→ **Cosa farai**:
Riporta senza modifiche il passo della recensione sulla dieta di informazioni che inizia con "L’autore offre molti" e termina con "consumo (mangiare correttamente).".

→ **Sezione di testo**:
........

L’autore offre molti consigli pratici al lettore. Senza togliere importanza a questi consigli, molti sicuramente di buon senso, forse però hanno uno spazio eccessivo nell’economia del libro. È interessante, tuttavia, la citazione dello scrittore e blogger canadese Cory Doctorow, che definisce il mondo di oggi pieno di distrazioni (e-mail, Facebook, Twitter, telefonate, sms, ecc.) come un “ecosistema di tecnologie dell’interruzione”.
Parte II:
Nella seconda parte, Johnson approfondisce le abitudini per una sana dieta di informazioni, ricordando che la dieta non è digiuno (non mangiare o mangiare di meno), ma cambiare le abitudini di consumo (mangiare correttamente).
Il punto di paragone usato dall’autore è quello tipico dei vegetariani (i “vegani”), e propone uno stile di consumo di informazione chiamato “infovegan”. Come l’opzione vegetariana menzionata (che esclude tutti i tipi di animali nel cibo), lo stile infovegan è «una decisione morale» che richiede un consumo consapevole, pianificato e con competenze specifiche, come “la conoscenza dei dati”. Proprio il capitolo dedicato a questo argomento è, a nostro giudizio, tra i più innovativi e interessanti del libro. Secondo l’autore, l’alfabetizzazione o conoscenza dei dati” nel campo dell’informazione implica quattro punti: ricerca, filtraggio ed elaborazione, produzione e sintesi. Le proposte di Johnson nei primi due campi sono piuttosto semplici (usare bene Google, pensare alle finalità di chi produce informazioni o alle nostre intenzioni di consumo), ma si va più in profondità negli altri due: per esempio, quando dichiara che la creazione di contenuti (testo, audio, video, ecc.) è un processo che ci aiuta a riflettere sulle nostre idee per capire meglio cosa intendiamo e trasmetterle in modo più efficace. Inoltre, aggiunge l’autore, il filtro che produce il feedback è un modo per migliorare le nostre idee (sintesi).

........

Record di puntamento
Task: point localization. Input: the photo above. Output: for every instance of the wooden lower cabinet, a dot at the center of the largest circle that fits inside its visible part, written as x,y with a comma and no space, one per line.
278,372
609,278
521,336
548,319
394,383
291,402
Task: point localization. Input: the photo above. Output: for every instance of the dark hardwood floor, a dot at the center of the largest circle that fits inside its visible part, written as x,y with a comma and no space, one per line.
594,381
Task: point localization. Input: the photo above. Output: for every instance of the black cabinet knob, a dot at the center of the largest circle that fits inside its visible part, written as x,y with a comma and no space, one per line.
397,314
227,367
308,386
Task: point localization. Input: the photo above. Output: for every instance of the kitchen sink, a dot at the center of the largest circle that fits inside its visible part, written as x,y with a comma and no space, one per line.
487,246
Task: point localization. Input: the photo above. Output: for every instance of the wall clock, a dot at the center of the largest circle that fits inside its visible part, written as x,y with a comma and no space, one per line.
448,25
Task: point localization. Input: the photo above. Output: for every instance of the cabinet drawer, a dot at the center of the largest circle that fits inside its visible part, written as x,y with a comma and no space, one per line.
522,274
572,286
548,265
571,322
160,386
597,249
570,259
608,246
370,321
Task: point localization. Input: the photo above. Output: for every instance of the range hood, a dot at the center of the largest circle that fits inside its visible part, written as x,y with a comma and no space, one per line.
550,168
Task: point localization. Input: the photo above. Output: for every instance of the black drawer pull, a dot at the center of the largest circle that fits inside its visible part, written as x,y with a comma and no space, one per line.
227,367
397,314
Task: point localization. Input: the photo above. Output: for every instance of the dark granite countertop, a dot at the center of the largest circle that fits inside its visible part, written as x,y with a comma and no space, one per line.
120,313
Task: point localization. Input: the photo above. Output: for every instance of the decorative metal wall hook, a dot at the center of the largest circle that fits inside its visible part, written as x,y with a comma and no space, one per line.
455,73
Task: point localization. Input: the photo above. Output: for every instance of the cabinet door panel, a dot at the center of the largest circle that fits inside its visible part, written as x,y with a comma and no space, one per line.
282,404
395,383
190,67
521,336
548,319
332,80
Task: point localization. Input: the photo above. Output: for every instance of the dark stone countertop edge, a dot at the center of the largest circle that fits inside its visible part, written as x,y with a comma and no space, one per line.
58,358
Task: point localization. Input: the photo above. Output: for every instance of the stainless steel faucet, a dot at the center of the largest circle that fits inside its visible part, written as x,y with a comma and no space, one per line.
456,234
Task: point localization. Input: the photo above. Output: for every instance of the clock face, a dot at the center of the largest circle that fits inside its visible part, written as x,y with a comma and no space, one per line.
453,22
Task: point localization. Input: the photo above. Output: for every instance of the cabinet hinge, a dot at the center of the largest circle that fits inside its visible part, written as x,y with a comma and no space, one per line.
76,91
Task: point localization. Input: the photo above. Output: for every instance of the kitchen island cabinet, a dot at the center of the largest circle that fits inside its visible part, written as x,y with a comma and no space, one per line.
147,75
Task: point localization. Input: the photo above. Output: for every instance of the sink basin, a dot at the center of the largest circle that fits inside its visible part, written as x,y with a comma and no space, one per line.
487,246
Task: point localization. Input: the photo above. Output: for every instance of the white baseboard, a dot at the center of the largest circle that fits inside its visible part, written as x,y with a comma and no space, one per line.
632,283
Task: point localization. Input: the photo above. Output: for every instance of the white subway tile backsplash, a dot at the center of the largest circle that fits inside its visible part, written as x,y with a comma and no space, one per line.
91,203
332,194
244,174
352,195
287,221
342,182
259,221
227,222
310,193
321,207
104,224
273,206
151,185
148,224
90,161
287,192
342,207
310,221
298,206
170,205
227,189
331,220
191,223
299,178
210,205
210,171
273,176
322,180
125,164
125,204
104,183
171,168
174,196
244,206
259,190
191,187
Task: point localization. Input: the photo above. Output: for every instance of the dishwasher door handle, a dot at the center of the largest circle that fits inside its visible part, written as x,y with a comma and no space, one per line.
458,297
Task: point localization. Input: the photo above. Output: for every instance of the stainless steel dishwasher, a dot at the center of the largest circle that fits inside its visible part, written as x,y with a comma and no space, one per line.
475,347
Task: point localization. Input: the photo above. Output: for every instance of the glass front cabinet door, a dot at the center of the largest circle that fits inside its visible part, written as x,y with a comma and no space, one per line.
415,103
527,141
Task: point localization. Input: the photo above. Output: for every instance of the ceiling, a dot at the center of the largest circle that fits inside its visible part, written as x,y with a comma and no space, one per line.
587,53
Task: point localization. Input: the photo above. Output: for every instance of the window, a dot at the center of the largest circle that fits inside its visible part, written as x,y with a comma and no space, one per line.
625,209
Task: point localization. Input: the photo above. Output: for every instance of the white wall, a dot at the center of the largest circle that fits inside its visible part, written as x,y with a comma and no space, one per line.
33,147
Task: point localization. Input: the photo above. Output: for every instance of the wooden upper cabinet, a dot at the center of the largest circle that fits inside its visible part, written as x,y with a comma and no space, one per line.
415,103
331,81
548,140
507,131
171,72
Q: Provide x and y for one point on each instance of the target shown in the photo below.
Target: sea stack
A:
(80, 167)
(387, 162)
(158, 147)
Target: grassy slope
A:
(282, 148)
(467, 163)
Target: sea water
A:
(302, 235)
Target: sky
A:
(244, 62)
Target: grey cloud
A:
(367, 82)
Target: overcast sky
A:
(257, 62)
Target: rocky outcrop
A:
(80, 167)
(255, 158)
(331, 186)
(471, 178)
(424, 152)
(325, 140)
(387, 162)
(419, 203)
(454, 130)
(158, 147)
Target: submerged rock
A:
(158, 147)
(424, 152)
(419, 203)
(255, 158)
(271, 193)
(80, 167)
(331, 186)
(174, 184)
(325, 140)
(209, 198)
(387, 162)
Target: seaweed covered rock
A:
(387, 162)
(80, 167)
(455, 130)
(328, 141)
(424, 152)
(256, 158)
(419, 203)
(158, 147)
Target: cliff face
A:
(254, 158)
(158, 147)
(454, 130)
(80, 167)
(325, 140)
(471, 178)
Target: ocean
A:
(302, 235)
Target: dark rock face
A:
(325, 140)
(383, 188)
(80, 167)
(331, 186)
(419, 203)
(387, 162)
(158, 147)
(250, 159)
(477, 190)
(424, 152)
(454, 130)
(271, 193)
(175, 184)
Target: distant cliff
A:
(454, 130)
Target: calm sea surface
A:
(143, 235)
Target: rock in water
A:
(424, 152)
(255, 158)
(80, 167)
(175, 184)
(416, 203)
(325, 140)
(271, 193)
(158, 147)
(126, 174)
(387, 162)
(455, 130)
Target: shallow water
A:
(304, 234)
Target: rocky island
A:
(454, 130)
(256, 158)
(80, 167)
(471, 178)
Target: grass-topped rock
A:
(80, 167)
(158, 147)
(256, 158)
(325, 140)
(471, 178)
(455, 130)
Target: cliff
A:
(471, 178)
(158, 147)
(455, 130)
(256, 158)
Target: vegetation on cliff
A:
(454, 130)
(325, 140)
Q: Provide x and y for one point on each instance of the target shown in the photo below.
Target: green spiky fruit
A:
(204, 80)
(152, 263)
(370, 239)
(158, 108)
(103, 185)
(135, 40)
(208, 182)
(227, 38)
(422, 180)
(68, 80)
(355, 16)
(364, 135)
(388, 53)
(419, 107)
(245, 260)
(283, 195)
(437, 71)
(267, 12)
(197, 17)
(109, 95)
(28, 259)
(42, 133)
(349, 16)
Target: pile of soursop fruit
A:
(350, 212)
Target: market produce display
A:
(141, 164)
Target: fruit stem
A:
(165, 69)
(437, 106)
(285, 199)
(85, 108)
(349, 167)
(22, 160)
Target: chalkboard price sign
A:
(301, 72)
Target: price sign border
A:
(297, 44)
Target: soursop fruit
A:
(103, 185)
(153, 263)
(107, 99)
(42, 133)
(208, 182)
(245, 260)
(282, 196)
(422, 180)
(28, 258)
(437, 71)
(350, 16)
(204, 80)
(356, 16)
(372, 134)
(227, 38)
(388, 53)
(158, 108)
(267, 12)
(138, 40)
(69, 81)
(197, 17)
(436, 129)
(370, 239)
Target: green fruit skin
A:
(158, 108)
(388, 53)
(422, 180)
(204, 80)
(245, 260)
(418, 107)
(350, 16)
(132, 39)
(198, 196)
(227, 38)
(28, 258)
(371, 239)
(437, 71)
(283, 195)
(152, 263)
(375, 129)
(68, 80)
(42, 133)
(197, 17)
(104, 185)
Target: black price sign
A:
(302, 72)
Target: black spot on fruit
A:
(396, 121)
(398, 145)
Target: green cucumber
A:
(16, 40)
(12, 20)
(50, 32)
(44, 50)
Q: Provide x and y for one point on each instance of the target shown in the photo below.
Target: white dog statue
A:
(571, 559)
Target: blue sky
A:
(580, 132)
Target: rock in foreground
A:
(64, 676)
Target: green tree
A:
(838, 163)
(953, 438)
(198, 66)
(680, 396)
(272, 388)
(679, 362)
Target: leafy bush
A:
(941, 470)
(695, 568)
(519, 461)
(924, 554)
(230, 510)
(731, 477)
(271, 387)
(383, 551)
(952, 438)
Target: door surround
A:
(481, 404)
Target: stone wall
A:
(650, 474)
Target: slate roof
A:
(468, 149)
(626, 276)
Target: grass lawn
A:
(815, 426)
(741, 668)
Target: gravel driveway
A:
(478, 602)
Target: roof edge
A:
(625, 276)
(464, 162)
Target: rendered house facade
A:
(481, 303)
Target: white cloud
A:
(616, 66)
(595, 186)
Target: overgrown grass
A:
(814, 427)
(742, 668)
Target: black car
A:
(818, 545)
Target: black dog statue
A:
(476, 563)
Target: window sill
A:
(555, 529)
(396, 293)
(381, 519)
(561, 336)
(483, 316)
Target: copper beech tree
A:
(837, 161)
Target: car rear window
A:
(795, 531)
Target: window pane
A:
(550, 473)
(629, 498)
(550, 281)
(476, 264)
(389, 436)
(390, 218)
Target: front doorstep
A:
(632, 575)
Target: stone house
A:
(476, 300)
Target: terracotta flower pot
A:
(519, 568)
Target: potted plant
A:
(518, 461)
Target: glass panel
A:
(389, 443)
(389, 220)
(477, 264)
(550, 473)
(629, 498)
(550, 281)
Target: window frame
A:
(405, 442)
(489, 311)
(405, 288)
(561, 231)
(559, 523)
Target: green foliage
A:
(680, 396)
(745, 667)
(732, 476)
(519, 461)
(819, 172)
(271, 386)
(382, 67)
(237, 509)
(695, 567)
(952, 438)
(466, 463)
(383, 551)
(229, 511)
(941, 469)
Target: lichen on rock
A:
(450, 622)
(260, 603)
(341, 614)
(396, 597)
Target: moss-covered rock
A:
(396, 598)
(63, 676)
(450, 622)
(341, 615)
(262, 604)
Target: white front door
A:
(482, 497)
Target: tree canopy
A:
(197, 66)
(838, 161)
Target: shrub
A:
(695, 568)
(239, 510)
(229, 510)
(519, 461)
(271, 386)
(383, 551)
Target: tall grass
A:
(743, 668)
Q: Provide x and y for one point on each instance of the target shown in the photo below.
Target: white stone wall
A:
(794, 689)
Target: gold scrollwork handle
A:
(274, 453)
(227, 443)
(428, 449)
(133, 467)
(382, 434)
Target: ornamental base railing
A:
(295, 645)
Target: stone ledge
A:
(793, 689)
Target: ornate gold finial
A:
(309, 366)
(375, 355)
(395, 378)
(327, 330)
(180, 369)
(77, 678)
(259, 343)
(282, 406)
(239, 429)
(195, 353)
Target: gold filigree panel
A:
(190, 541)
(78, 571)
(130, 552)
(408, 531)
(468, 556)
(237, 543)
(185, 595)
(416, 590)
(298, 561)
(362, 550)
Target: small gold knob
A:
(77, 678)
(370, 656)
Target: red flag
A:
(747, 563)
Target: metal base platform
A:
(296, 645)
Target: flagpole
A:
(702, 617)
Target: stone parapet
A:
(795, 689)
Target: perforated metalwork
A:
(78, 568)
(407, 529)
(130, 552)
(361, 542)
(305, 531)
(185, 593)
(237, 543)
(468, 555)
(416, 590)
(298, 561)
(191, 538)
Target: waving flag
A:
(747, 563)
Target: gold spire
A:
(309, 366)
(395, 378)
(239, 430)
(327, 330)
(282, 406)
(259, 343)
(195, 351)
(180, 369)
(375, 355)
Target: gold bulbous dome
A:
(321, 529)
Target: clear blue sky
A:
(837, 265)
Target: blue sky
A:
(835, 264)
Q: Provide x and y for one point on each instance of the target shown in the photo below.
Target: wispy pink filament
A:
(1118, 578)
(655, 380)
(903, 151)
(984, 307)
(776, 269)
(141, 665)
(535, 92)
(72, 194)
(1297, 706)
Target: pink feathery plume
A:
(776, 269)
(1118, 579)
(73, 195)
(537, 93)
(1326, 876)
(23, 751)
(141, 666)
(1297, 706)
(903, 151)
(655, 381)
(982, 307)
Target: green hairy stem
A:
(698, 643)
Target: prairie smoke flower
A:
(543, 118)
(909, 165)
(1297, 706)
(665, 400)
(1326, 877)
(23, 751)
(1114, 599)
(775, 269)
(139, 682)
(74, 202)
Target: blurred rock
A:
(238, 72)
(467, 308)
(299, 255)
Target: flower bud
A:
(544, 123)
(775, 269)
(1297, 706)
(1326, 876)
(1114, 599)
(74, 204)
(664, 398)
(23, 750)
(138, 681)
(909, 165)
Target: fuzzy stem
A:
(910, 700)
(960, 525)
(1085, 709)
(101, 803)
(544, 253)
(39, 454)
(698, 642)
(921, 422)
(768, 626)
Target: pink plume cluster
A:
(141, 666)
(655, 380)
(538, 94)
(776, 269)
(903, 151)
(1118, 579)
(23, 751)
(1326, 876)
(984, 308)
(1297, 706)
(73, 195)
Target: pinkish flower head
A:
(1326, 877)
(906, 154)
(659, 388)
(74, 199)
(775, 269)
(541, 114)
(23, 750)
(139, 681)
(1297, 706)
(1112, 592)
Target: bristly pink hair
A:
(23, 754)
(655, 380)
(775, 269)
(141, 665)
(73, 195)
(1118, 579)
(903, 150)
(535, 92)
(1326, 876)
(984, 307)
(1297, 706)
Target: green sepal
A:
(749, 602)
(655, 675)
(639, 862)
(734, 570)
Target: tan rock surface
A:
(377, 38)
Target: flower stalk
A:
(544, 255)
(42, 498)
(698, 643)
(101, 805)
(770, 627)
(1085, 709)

........

→ **Soluzione svolta**:
L’autore offre molti consigli pratici al lettore. Senza togliere importanza a questi consigli, molti sicuramente di buon senso, forse però hanno uno spazio eccessivo nell’economia del libro. È interessante, tuttavia, la citazione dello scrittore e blogger canadese Cory Doctorow, che definisce il mondo di oggi pieno di distrazioni (e-mail, Facebook, Twitter, telefonate, sms, ecc.) come un “ecosistema di tecnologie dell’interruzione”.
Parte II:
Nella seconda parte, Johnson approfondisce le abitudini per una sana dieta di informazioni, ricordando che la dieta non è digiuno (non mangiare o mangiare di meno), ma cambiare le abitudini di consumo (mangiare correttamente).